LO QUE SE PIDE:
a) Enumera las acciones que, según el texto sobre la guerra contra el narco, se llevan a cabo en beneficio de las grandes corporaciones globales.
b) Según las cifras oficiales que cita el texto sobre la guerra contra el narco, ¿cuántos desaparecidos han dejado las autoridades mexicanas en el periodo de 1964-2022?
c) Reproduce literalmente el pasaje del texto sobre la guerra contra el narco que comienza con "Un fractal es" y continúa hasta "perpetradores del horror.".

EXTRACTO:
• • • •

La “guerra contra el narco” constituye una puesta en escena de las formas de operación utilizadas por una gramática moral capaz de producir “legal y justificadamente” una fábrica de muerte, de destrucción de personas clasificadas como “superfluas”, de vidas dañadas. Las formas de dominación y sometimiento fueron encubiertas en nombre de la “Seguridad del Estado”, que no fue sino una edificación ideológica en la que se escudaron las élites políticas y económicas que aprovecharon el poder público para favorecer intereses particulares, sin importar que la vida de miles de personas fuera lastimada o arrebatada. En eso radica, precisamente, la lógica de la crueldad. Un Estado que utiliza el monopolio de la violencia legítima y sus definiciones de legalidad para respaldar y promover procesos que aceleran la desposesión y el ultraje de amplias regiones sometidas a la explotación de consorcios trasnacionales, alejados de toda ética, para obtener amplias ganancias al menor costo posible.

Cada día, la utilización de la guerra como forma de enriquecimiento ilícito se profundiza más. Práctica enmascarada de inversión extranjera, tratados de libre comercio para integrar economías, ayuda humanitaria y rescate financiero por parte de organismos internacionales como el Fondo Monetario Internacional (Zavala, 2022, p. 333; Anguiano, 2012, p. 15-22). Pero, mientras este discurso se extiende mediáticamente, a través de la narrativa de diplomacias enarboladas por los países intervencionistas, se lleva a cabo el saqueo, el despojo, el desplazamiento y las desapariciones forzadas en beneficio de las grandes corporaciones globales que actúan en connivencia con las autoridades estatales y grupos paramilitares denominados “carteles”.

Hoy, más que nunca, encaramos la responsabilidad ética que nos impele a exigir justicia por los actos perpetrados por autoridades mexicanas que han dejado a su paso más de 100 mil desaparecidos en el periodo de 1964-2022, según cifras oficiales. Desenmascarar una lógica de la crueldad que silencia la justicia a cambio de no perder los privilegios y mantenerse a salvo de la vergüenza y la culpa. Un modo de operación que criminaliza a las víctimas de desaparición forzada y termina arrojándolas al olvido de la historia, mientras deja en la impunidad a los autores de la barbarie.

Fractales de la lógica de la crueldad: la criminalización y el olvido de los desaparecidos

Un fractal es un objeto geométrico que se caracteriza por tener una estructura que se repite a diferentes escalas. De algún modo, se trata de un patrón sin fin. Esta figura relacionada con un modelo matemático que describe y estudia objetos y fenómenos frecuentes en la naturaleza que no se pueden explicar por las teorías clásicas y que se obtienen mediante simulaciones del proceso que los crea, permite establecer un símil con la forma en que opera la lógica de la crueldad -procedimiento intrínseco a la moral-, cuando criminaliza y arroja al olvido a los desaparecidos en una repetición sin fin para evadir el esclarecimiento de la verdad e impedir el castigo a los perpetradores del horror.

• • • •

(Entradas de datos extraídos)
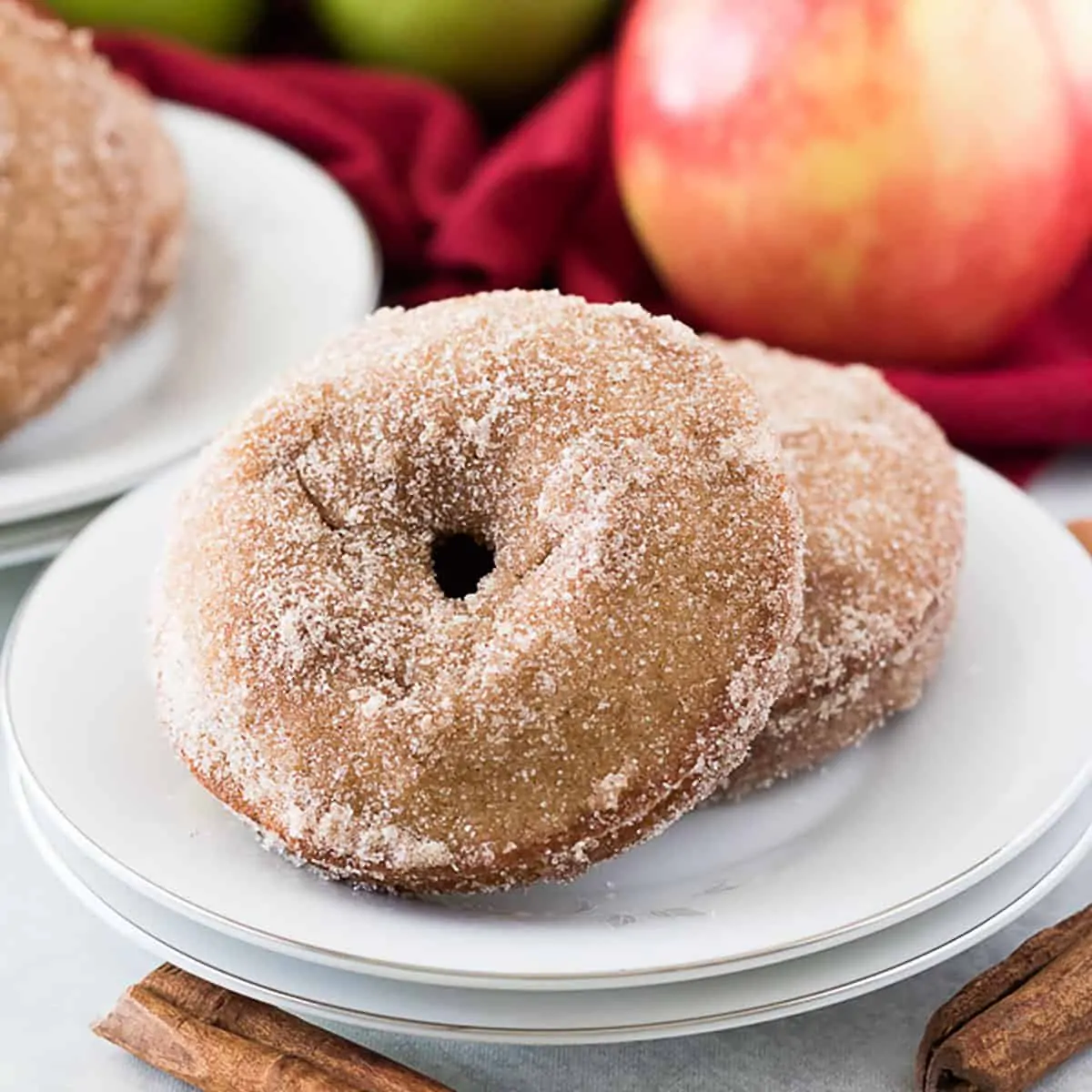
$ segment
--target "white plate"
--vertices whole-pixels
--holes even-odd
[[[0,523],[0,569],[57,557],[107,503],[99,501],[33,520]]]
[[[99,517],[9,633],[7,721],[36,798],[103,867],[274,950],[511,988],[717,974],[863,936],[965,890],[1088,781],[1092,566],[962,461],[960,616],[925,701],[827,771],[688,816],[569,886],[410,901],[321,882],[257,844],[155,724],[145,603],[186,470]]]
[[[116,496],[195,450],[379,298],[370,233],[318,167],[226,118],[161,111],[190,189],[178,290],[0,442],[0,523]]]
[[[16,779],[12,779],[16,781]],[[761,1023],[918,974],[1048,894],[1092,844],[1085,793],[1038,841],[963,894],[862,940],[737,974],[631,989],[458,989],[391,982],[277,956],[166,910],[96,868],[19,786],[39,852],[87,909],[157,957],[304,1016],[382,1031],[507,1043],[606,1043]]]

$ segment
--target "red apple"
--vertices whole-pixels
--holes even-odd
[[[614,151],[712,329],[974,359],[1092,236],[1092,0],[638,0]]]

• • • •

RESULTADOS POR TAREA:
a)
- El saqueo
- El despojo
- El desplazamiento
- Las desapariciones forzadas

b) Más de 100 mil desaparecidos.

c)
Un fractal es un objeto geométrico que se caracteriza por tener una estructura que se repite a diferentes escalas. De algún modo, se trata de un patrón sin fin. Esta figura relacionada con un modelo matemático que describe y estudia objetos y fenómenos frecuentes en la naturaleza que no se pueden explicar por las teorías clásicas y que se obtienen mediante simulaciones del proceso que los crea, permite establecer un símil con la forma en que opera la lógica de la crueldad -procedimiento intrínseco a la moral-, cuando criminaliza y arroja al olvido a los desaparecidos en una repetición sin fin para evadir el esclarecimiento de la verdad e impedir el castigo a los perpetradores del horror.